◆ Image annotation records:

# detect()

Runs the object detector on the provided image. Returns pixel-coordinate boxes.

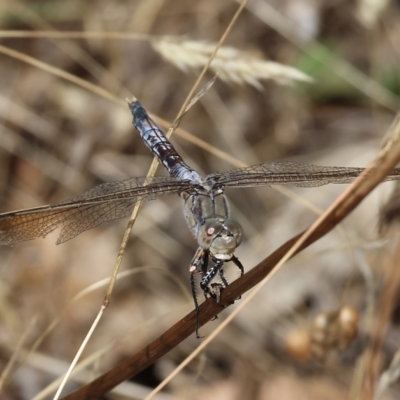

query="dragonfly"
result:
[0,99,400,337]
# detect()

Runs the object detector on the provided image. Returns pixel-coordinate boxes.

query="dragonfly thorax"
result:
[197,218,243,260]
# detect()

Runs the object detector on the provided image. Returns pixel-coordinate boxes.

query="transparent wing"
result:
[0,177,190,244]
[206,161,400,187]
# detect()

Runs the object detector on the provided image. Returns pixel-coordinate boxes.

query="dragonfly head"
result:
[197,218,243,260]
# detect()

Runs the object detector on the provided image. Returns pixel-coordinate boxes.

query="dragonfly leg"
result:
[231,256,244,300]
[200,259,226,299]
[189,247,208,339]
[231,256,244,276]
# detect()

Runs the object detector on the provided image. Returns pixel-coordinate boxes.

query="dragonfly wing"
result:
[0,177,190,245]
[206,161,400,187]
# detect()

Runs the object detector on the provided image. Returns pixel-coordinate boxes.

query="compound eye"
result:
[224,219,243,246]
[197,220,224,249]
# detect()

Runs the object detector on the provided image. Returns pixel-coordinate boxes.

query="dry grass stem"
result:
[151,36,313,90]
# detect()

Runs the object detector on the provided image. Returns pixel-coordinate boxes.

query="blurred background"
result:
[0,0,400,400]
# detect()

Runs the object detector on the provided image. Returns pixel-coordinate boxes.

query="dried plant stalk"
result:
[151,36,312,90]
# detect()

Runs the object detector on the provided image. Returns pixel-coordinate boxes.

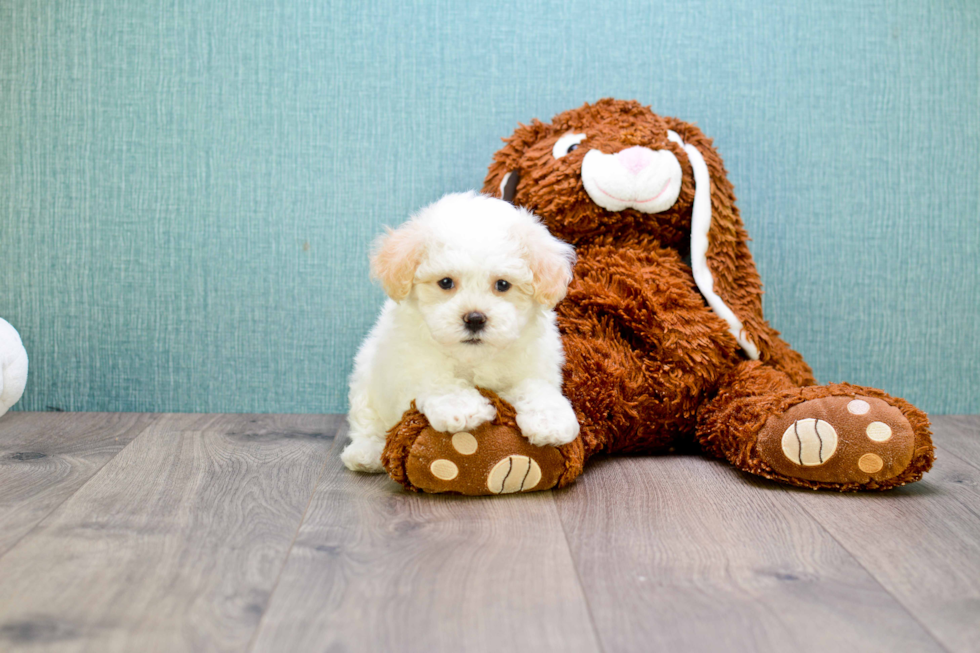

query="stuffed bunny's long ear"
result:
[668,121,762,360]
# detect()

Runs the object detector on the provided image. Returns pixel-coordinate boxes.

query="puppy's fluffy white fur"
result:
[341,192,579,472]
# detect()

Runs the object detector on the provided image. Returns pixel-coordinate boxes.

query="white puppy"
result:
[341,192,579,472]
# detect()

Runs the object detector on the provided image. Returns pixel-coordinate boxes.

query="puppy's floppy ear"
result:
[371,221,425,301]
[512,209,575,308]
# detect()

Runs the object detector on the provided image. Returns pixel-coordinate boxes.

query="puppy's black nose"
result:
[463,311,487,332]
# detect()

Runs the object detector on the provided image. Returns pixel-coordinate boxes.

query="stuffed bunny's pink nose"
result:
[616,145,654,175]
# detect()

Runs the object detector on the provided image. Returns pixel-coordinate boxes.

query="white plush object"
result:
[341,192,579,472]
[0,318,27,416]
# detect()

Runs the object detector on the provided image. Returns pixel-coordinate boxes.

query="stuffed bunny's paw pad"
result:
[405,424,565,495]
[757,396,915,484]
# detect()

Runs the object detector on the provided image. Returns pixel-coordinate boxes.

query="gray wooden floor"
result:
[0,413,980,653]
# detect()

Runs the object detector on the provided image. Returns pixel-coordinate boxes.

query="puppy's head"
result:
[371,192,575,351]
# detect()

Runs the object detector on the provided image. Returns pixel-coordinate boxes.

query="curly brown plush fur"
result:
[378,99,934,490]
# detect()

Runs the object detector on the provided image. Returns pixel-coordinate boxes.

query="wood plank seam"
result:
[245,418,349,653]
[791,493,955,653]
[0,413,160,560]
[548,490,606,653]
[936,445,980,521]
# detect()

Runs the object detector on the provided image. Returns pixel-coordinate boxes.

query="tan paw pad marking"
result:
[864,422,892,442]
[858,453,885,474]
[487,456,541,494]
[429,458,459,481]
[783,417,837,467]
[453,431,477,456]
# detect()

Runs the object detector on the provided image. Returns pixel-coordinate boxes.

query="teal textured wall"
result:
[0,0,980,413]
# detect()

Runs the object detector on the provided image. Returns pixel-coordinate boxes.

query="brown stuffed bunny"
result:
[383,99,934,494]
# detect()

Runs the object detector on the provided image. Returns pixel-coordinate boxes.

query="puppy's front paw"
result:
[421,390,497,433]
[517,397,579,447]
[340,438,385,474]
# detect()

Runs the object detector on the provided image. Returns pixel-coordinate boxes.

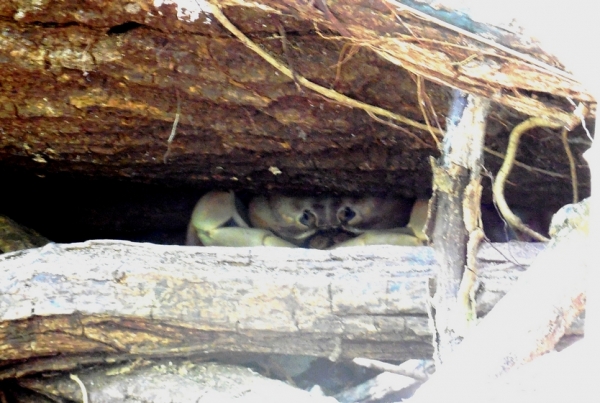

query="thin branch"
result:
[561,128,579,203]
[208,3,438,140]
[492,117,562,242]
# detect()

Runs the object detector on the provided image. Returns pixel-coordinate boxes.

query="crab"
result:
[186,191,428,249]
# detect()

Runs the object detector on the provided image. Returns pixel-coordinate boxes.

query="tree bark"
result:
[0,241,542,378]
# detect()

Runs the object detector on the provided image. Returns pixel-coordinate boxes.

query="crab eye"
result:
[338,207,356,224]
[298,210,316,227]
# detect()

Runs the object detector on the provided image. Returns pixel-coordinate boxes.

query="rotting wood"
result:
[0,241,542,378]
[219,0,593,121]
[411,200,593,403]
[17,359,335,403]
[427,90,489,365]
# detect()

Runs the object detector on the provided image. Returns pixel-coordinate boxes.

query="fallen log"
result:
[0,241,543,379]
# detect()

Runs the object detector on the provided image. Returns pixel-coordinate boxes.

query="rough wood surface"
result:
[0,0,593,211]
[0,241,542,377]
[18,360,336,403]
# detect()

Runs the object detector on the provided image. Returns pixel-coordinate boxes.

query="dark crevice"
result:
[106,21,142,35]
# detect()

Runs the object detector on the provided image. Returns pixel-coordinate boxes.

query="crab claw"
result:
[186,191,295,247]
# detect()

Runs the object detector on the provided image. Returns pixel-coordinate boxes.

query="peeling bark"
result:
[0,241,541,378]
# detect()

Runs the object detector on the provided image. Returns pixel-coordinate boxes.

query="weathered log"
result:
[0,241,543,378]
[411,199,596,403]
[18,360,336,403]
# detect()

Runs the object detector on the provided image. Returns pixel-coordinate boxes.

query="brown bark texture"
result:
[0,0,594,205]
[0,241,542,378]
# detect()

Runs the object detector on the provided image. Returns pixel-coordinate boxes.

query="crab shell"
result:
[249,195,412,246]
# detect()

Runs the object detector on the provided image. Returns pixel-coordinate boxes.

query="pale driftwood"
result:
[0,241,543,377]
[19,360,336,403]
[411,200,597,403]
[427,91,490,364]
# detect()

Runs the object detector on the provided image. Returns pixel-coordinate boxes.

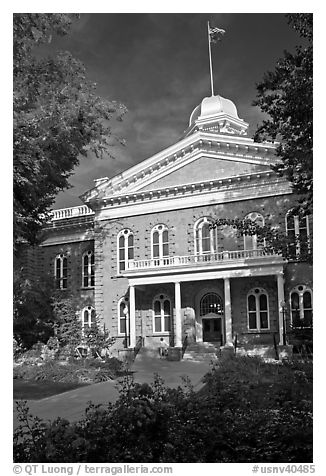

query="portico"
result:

◆ To do:
Extract every line of the records above that contains the string "head", copying each line in full.

◆ Correct result:
query="dragonfly head"
query="puppy's head"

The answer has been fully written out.